## BEGIN

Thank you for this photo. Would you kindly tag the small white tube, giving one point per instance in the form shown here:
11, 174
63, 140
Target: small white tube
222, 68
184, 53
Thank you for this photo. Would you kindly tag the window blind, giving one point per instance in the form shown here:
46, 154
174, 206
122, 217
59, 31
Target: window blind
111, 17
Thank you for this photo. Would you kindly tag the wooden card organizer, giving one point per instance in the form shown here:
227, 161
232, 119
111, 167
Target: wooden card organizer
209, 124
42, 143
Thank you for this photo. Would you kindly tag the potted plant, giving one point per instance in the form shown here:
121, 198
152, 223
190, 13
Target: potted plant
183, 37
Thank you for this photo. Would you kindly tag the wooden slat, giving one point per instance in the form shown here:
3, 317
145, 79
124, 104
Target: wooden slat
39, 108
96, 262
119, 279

## END

Aim: Return each line of the records above exactly as it reads.

Task result:
Thank you for this photo. Would you kindly tag the small white tube, giving one point per instance in the form shown here:
11, 174
63, 140
Target: small white tube
222, 68
184, 53
Thank you for this photo. Would you kindly tag the window blind, giving one point per instance in the form shown here:
46, 154
174, 206
122, 217
59, 31
Target: window blind
111, 17
Thank you for this photo. Would you kindly tag the wooden card organizer, giving one point per instance in the form shown here:
227, 161
232, 119
111, 167
Target: wooden card organizer
209, 124
42, 143
Thank you for this photo. Would you kindly tag the potted plant, giving one point per instance in the form shown here:
121, 198
152, 223
190, 13
Target: potted plant
183, 37
Thank you for this photo. Would you kindly tag the wooden slat, giving one point per instance in the form shown here:
3, 317
145, 79
124, 104
Target: wooden slat
39, 108
96, 262
119, 279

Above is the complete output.